- **WHAT THIS TASK INVOLVES**: Restate all of the following data exactly, keeping any images out of the copy.

Saved entries

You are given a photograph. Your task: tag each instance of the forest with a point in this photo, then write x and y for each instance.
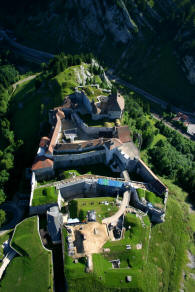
(172, 155)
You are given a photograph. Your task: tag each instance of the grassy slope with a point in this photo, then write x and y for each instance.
(27, 121)
(163, 77)
(41, 198)
(32, 271)
(159, 265)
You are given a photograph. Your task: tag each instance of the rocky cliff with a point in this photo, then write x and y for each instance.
(116, 30)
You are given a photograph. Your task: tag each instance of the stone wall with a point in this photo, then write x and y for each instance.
(74, 160)
(91, 131)
(42, 209)
(148, 176)
(44, 173)
(83, 99)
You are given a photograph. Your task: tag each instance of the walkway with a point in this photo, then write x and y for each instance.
(22, 81)
(7, 259)
(125, 202)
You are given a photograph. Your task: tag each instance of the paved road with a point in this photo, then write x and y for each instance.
(22, 81)
(16, 215)
(157, 100)
(29, 54)
(11, 254)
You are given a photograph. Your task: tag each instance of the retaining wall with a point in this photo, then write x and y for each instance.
(91, 131)
(74, 160)
(42, 209)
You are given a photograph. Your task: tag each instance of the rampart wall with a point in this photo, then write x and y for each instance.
(73, 160)
(91, 131)
(41, 209)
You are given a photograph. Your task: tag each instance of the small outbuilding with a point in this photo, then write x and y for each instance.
(54, 222)
(129, 278)
(91, 216)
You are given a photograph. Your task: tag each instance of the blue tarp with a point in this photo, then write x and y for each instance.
(110, 183)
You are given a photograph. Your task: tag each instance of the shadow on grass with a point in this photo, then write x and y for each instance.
(20, 250)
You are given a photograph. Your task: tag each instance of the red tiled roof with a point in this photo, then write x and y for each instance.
(115, 143)
(123, 134)
(42, 162)
(44, 141)
(121, 101)
(60, 113)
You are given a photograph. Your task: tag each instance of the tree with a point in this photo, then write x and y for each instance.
(2, 196)
(2, 217)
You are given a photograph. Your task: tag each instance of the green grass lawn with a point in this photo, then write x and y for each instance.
(79, 207)
(45, 195)
(33, 270)
(136, 234)
(150, 197)
(96, 123)
(158, 266)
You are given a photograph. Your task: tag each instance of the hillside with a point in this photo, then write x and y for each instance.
(152, 41)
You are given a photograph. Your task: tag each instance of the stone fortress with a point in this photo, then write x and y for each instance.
(73, 143)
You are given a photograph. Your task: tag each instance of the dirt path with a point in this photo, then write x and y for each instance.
(22, 81)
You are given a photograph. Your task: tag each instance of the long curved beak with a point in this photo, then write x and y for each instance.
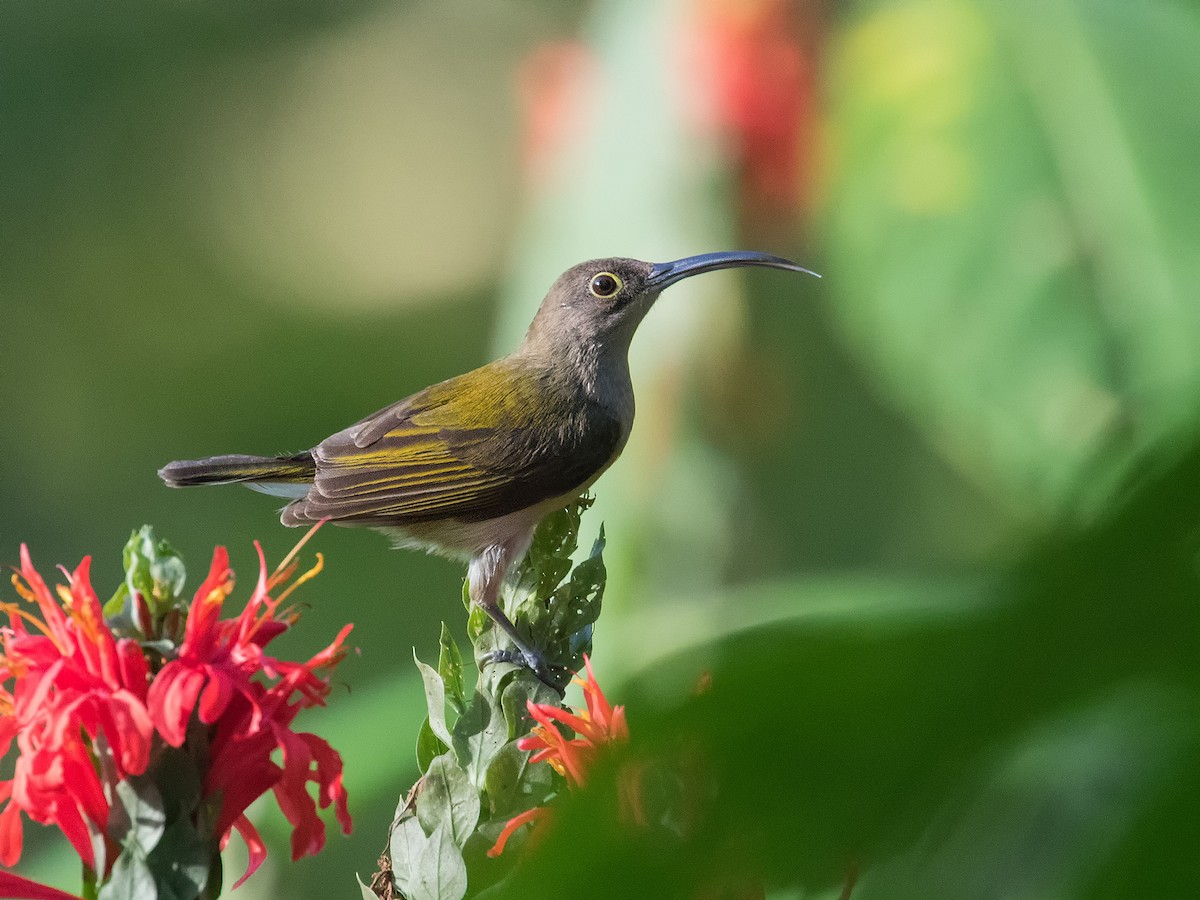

- **REPLY TO THE EXERCISE**:
You are given a photograph. Your task: tag each instance of the forest with a point in this photo, then write x and y for each instance.
(172, 155)
You are given a photograph. Your task: tag each instance of the grassy slope with a point in this photo, then write x and y for each instance.
(27, 121)
(163, 77)
(41, 198)
(32, 271)
(159, 265)
You are given a photograph. Your task: tag each instance of the rocky cliff with a point in this photo, then write x and y for each instance.
(116, 30)
You are given a photograph. Your task: tag each instance of the stone wall with a point in this photo, then write x and y for each instance.
(74, 160)
(91, 131)
(42, 209)
(148, 176)
(44, 173)
(83, 99)
You are given a photograph. Your task: tag each instance of the walkway with a point in this photo, then write x and y for each instance.
(22, 81)
(7, 259)
(125, 202)
You are given a photograph. Your task: tag each instance of the paved road with a point in this photo, then write x and y for each instance.
(22, 81)
(16, 215)
(157, 100)
(29, 54)
(11, 254)
You are given a photograph. Your task: tag each instance of the retaining wall with a point in this photo, then write x and y for each instance.
(91, 131)
(74, 160)
(42, 209)
You are given a photograph. Your task: tag each instance of the rampart wall with a point in this photo, then write x and y for each instance.
(73, 160)
(91, 131)
(41, 209)
You are given a photograph. Your task: tag each instance of the small outbuilding with a point in this photo, then write x and y for each instance.
(54, 222)
(129, 278)
(91, 216)
You are given a photograph. Your task: tag each instance of the blue tarp with a point in this photo, then write x and y for each instance.
(110, 183)
You are given a photograph. Your task: tag each instance of the shadow on grass with a point in this photo, then write x and y for each instance.
(20, 250)
You are given a photograph. Your task: tag each instance of the red tiled roof with a point in this photo, then write x and y for each instance.
(115, 143)
(123, 134)
(42, 162)
(44, 141)
(121, 101)
(60, 113)
You are given a photograph. Your task: tag each instance of the tree with a point in this photo, then write x and y for each instance.
(2, 196)
(2, 217)
You are given a photograph. Your task: tag each instance of the green grass lawn with a point in this photo, then write x and y for each instance.
(79, 207)
(45, 195)
(33, 270)
(136, 234)
(150, 197)
(96, 123)
(158, 266)
You are given a photograph. Your task: tag each instance of the hillside with a point in this photo, then write x and y for each instance.
(152, 41)
You are given a photograph. Your task: tag each instance of the stone fortress with a point in this photo, then write x and y for each instance.
(73, 143)
You are given a photograph. Your task: tag each instance of the dirt path with a point in this photo, then write x and y for each instance.
(22, 81)
You are given a photograph. Your task: tag each instance of the long curved beak with a point in this photo, then write x and y for each instance.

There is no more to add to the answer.